Answer these questions from the text on Columbia Generating Station:
1. How many bundles of fuel rods does the reactor vessel hold?
2. What magnitude of earthquake was the station first built to withstand?
3. How long do the fuel-rod bundles stay in the pools before they go into stainless steel canisters?

Text segment:

= Beginning of Section =

The heart of Columbia Generating Station’s reactor is a steel-walled vessel that stands some 75 tall and holds 764 bundles of fuel rods. Each fuel rod is packed with fingertip sized pellets of processed uranium that generate heat through the splitting of billions of atoms each second.
Water boils as it circulates through the reactor core, and is transformed into high-pressure steam, which is fed into turbines to generate electricity.
More than 900 people are employed in year-round jobs to produce this electricity, including union workers averaging $50 per hour in wages. Every other spring, the workforce temporarily more than doubles—this year reaching 2,400 people—as the reactor shuts down for refueling.
The bundles of fuel rods removed from the reactor are stored in underwater racks. This is not without risks because a loss of water in the tanks could result in a fuel fire and serious radiation releases that could force evacuations.
Earthquakes are a particular concern.
Columbia Generating Station initially was built to withstand a magnitude 6.9 earthquake and subsequent U.S. Geological Survey studies indicated that the area is capable of producing a 7.5 magnitude, which is eight times more powerful. That triggered a 2013 call from the Washington and Oregon chapters of the Physicians for Social Responsibility for the plant to shut down until it could be upgraded.
Since those studies were completed, the Nuclear Regulatory Commission staff has reviewed seismic analyses and concluded that Columbia still “can safely shut down” under the earthquake scenarios now considered possible, according to Scott Burnell, a commission spokesperson.
After five years in the pools, the fuel-rod bundles are cool enough to be placed in stainless steel canisters. Then, they are stowed in concrete casks that sit on a pad surrounded by a chain-link fence topped by barbed wire.
Researchers at Pacific Northwest National Laboratory have concluded they can securely hold spent fuel for at least a century while longer-term options are developed, according to interviews with laboratory researchers. But this still falls far short of a permanent storage site that could hold them for millennia.
During refueling, most of the work is maintenance, which can only be done when the reactor is shut down, and involves a formidable array of structures and equipment.
This past spring, two important projects did not go as planned.
A pump vital to the reactor’s power production needed to be replaced. But the contractor hired to do the job “had a significant number of human performance errors,” said Sawatzke, Energy Northwest’s then-chief executive officer, at a June board meeting.

= End of Section =

Excerpted data:
= Beginning of Section =

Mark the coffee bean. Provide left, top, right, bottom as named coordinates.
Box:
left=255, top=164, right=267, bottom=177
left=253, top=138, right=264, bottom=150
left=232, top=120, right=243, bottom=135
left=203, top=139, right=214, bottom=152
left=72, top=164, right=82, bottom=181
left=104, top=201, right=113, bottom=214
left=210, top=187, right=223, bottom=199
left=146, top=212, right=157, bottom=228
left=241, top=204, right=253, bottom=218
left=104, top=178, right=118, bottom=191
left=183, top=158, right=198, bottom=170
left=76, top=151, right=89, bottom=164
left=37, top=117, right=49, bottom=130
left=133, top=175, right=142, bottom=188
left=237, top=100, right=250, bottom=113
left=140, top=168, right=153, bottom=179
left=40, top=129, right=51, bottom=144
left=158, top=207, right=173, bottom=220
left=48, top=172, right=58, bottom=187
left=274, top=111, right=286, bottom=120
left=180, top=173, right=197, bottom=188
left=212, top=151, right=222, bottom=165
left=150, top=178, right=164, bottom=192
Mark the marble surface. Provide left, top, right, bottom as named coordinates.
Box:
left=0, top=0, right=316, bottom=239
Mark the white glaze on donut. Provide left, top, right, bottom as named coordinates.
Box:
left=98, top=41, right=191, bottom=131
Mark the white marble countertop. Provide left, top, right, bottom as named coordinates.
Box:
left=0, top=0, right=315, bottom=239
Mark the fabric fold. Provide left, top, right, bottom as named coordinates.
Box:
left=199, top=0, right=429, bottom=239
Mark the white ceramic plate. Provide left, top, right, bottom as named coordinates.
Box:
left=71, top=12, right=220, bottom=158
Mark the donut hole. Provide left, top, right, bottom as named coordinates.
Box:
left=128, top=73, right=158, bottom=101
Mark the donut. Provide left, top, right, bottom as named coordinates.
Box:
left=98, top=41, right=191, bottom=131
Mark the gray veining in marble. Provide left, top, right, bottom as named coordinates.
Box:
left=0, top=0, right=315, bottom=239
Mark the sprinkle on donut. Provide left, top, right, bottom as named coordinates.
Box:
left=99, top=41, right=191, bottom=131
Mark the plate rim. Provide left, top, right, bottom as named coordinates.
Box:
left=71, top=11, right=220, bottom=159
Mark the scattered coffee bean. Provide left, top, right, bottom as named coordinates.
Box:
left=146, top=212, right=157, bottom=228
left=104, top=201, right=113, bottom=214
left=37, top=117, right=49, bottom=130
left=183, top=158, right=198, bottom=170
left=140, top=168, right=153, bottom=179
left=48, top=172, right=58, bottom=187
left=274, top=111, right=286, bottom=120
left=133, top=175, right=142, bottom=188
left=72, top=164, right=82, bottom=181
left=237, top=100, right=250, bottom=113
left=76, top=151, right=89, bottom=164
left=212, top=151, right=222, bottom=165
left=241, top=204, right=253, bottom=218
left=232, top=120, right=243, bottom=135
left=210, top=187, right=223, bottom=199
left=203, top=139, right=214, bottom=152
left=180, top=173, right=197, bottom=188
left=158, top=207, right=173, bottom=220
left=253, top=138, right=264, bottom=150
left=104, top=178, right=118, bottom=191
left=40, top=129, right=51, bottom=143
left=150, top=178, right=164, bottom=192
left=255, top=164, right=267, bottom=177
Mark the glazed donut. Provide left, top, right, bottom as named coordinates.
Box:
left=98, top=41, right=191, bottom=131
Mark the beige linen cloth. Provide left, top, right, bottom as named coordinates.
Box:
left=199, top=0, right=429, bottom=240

= End of Section =

Exercise response:
1. 764 bundles.
2. Magnitude 6.9.
3. Five years.